**TASK**
Please print every one of the items below again, line for line and character for character, with nothing changed.

**GIVEN DATA**
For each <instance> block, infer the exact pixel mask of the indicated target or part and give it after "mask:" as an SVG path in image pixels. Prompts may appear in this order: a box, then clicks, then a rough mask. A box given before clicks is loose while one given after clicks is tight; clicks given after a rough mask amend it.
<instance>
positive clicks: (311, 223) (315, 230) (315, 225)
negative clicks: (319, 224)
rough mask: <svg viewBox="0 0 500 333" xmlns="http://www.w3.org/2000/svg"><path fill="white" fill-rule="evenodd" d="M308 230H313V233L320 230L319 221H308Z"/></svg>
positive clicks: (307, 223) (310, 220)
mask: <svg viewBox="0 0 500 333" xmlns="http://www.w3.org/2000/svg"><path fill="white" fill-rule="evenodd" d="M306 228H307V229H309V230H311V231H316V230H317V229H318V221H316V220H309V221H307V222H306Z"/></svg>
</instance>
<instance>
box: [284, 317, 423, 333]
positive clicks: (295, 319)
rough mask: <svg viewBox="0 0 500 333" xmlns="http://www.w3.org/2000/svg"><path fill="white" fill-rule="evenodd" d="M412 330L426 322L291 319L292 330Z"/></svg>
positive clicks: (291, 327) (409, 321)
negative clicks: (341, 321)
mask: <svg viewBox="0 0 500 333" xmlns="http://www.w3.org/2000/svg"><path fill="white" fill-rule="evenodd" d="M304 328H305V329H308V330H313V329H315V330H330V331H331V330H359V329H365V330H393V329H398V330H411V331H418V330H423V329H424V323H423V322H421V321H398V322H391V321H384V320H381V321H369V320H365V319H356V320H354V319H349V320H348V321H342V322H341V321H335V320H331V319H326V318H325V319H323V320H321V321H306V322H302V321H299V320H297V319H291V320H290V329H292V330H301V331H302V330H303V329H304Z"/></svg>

**EXPECTED ANSWER**
For each <instance> block, infer the exact pixel mask of the indicated target or part and give it after "mask:" as an SVG path in image pixels. Prompts may appear in this order: a box, then clicks, then a rough mask. A box given before clicks is loose while one given after clicks is tight; clicks given after a rough mask amend it.
<instance>
positive clicks: (311, 223) (315, 230) (315, 225)
negative clicks: (319, 224)
rough mask: <svg viewBox="0 0 500 333" xmlns="http://www.w3.org/2000/svg"><path fill="white" fill-rule="evenodd" d="M308 230H313V233L320 230L319 221H308Z"/></svg>
positive clicks: (307, 223) (310, 220)
mask: <svg viewBox="0 0 500 333" xmlns="http://www.w3.org/2000/svg"><path fill="white" fill-rule="evenodd" d="M306 228H307V229H309V230H311V231H316V230H317V229H318V221H316V220H309V221H307V222H306Z"/></svg>
</instance>
<instance>
box: [284, 317, 423, 333]
positive clicks: (295, 319)
rough mask: <svg viewBox="0 0 500 333" xmlns="http://www.w3.org/2000/svg"><path fill="white" fill-rule="evenodd" d="M412 330L426 322L291 319L292 330Z"/></svg>
positive clicks: (291, 327) (409, 321)
negative clicks: (341, 321)
mask: <svg viewBox="0 0 500 333" xmlns="http://www.w3.org/2000/svg"><path fill="white" fill-rule="evenodd" d="M304 328H305V329H308V330H313V329H315V330H330V331H331V330H359V329H365V330H393V329H398V330H411V331H418V330H423V329H424V323H423V322H421V321H398V322H391V321H384V320H381V321H369V320H365V319H356V320H354V319H349V320H348V321H342V322H341V321H335V320H331V319H326V318H325V319H323V320H321V321H306V322H302V321H299V320H297V319H291V320H290V329H292V330H301V331H302V330H303V329H304Z"/></svg>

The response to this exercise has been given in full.